● **BRANO CITATO**
La Russia attuale è quindi ciò che resta dopo lo sgretolamento, a partire dal
1989, dell’Unione Sovietica e del relativo sistema di potere che aveva dominato
l’Europa orientale per quasi tutto il XX secolo. Il nuovo stato creatosi sulle ceneri
dell’URSS ha sì conservato il carattere peculiare della multinazionalità, con oltre un
20% della popolazione costituito da non russi, ma ha anche ereditato una particolare
instabilità interna, con forze centrifughe che si pongono come una minaccia costante
per l’ordine pubblico.

● **Etichette dei punti sugli oggetti**
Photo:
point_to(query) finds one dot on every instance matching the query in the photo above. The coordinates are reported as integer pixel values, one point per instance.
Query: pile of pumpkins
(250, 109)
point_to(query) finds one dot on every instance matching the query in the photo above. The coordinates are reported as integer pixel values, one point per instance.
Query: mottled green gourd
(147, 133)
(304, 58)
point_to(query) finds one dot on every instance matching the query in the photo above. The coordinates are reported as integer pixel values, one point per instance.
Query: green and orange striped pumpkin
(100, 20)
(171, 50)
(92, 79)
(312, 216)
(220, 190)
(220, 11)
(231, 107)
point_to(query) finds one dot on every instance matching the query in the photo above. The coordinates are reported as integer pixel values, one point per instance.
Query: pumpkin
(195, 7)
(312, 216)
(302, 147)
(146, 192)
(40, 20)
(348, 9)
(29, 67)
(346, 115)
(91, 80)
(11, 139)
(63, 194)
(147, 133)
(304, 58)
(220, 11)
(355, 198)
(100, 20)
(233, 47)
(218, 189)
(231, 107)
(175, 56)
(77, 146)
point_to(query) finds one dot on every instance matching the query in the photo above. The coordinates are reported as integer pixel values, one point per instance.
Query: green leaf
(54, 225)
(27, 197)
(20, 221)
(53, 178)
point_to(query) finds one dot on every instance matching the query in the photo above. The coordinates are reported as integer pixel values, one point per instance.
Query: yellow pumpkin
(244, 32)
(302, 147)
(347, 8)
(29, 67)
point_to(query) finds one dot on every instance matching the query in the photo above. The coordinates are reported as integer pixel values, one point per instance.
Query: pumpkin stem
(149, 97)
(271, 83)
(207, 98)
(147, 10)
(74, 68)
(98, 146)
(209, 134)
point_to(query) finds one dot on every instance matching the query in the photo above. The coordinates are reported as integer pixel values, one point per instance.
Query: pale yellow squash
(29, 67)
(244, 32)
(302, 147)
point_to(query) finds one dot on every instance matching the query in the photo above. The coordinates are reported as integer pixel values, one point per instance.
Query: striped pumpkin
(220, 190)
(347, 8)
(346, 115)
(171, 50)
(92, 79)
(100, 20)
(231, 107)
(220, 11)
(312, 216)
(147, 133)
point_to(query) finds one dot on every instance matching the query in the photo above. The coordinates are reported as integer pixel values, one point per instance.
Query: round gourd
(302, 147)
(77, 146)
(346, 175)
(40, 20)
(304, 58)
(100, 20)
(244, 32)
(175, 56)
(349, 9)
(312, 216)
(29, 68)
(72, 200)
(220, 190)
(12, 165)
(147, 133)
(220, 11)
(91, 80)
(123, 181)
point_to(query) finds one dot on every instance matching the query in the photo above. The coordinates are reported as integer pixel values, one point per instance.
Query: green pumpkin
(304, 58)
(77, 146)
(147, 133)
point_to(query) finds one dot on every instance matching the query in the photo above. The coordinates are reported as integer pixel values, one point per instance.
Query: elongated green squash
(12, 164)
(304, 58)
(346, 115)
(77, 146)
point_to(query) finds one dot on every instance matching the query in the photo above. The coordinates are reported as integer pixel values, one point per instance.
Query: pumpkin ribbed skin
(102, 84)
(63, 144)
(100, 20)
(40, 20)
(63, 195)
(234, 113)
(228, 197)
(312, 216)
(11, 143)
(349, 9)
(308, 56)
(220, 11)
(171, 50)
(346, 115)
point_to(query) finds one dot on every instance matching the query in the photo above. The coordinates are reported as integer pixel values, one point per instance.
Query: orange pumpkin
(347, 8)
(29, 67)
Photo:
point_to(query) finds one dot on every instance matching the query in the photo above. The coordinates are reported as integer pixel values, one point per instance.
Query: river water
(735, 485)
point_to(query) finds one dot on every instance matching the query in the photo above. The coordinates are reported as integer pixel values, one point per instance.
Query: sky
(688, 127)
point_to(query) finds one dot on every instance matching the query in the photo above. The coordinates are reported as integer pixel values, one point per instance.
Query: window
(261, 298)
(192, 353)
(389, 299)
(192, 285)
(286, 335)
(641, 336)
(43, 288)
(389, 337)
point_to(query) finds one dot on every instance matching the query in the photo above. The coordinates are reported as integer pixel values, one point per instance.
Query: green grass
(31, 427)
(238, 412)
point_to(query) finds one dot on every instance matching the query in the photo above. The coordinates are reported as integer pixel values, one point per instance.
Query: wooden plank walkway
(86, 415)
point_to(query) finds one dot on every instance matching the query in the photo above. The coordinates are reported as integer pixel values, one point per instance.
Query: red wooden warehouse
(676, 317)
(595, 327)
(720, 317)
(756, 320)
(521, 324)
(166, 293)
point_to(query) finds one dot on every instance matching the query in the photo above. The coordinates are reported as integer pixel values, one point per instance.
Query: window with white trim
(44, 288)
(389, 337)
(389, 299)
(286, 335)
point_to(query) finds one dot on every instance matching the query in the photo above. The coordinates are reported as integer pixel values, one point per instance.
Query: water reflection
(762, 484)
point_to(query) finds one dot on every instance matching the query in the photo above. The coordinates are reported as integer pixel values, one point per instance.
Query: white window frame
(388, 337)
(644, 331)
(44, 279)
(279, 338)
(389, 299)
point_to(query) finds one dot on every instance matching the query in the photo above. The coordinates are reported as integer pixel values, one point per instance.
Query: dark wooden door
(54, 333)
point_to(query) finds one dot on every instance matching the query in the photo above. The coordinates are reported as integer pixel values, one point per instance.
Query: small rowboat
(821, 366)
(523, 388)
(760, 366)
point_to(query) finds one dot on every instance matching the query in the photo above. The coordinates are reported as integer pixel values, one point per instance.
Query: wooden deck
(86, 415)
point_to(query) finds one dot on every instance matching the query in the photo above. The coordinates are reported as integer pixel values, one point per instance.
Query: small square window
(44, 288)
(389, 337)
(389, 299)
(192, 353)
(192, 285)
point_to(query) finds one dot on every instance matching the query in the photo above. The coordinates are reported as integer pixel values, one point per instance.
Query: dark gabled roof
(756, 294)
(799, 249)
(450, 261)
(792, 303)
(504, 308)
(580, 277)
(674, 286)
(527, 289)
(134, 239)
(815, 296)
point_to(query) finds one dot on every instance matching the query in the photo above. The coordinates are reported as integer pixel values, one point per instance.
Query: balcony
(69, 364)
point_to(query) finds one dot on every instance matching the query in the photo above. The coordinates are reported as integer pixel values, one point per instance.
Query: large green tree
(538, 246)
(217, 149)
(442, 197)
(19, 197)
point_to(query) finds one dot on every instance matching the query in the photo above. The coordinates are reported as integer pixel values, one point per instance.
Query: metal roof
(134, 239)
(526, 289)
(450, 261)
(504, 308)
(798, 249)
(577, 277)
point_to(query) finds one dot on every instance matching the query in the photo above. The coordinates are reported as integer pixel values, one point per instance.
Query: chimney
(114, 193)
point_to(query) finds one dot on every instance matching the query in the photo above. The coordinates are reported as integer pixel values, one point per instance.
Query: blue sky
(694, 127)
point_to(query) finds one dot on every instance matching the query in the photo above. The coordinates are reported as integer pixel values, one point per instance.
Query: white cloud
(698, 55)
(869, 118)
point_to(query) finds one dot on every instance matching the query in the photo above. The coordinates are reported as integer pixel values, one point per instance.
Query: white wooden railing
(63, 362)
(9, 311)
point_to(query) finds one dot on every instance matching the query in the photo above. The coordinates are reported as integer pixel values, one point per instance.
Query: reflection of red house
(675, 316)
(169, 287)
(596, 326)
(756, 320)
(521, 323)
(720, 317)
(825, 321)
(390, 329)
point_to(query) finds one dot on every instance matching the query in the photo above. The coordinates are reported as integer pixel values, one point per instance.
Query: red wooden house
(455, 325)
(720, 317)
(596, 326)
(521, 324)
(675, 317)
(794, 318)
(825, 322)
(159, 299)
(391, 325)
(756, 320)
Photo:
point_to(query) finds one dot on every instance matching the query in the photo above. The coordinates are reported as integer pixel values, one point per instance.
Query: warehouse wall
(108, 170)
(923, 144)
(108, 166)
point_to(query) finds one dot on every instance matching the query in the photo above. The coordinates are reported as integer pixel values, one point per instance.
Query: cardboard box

● **COMPITI DA SVOLGERE**
1) Nel brano sulla Russia attuale, quale quota della popolazione risulta costituita da non russi?
2) Trascrivi dal brano sulla Russia attuale il testo compreso tra "La Russia attuale" e "per l’ordine pubblico.", estremi inclusi.

● **SOLUZIONI DEGLI ESERCIZI**
1) Oltre il 20% della popolazione.

2)
La Russia attuale è quindi ciò che resta dopo lo sgretolamento, a partire dal
1989, dell’Unione Sovietica e del relativo sistema di potere che aveva dominato
l’Europa orientale per quasi tutto il XX secolo. Il nuovo stato creatosi sulle ceneri
dell’URSS ha sì conservato il carattere peculiare della multinazionalità, con oltre un
20% della popolazione costituito da non russi, ma ha anche ereditato una particolare
instabilità interna, con forze centrifughe che si pongono come una minaccia costante
per l’ordine pubblico.